■ EXERCISE INSTRUCTIONS: Copy each of the entries below word for word, leaving out the pictures.

■ STORED RECORDS:
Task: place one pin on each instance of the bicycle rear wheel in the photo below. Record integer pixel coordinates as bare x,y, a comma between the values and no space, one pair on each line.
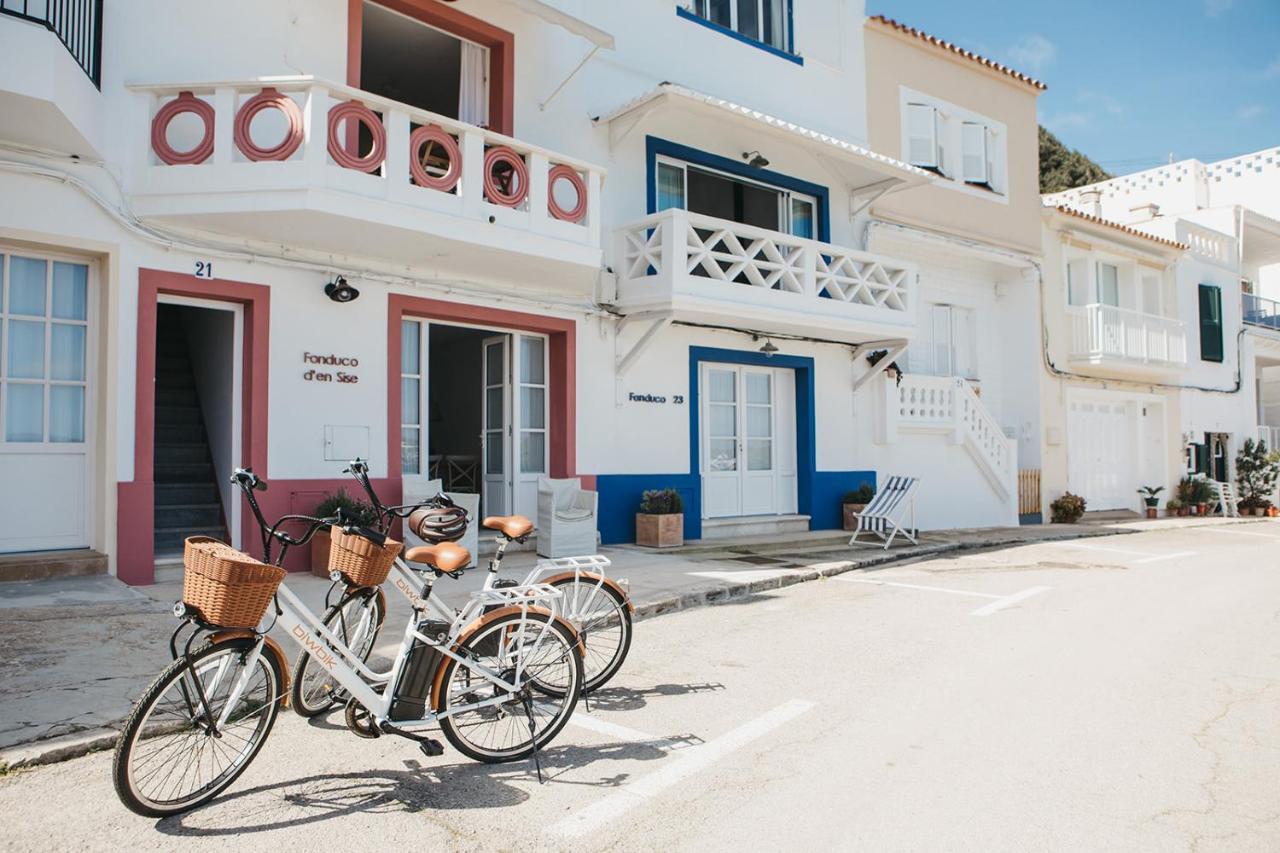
544,652
603,621
356,621
168,760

■ ANSWER:
Task: place one pin on each instance of the bicycle rear wheel in the photo below. Record integer pixel coordinates as bare x,y, a comma between the values and no space, one pair on each line.
544,652
603,621
356,621
168,760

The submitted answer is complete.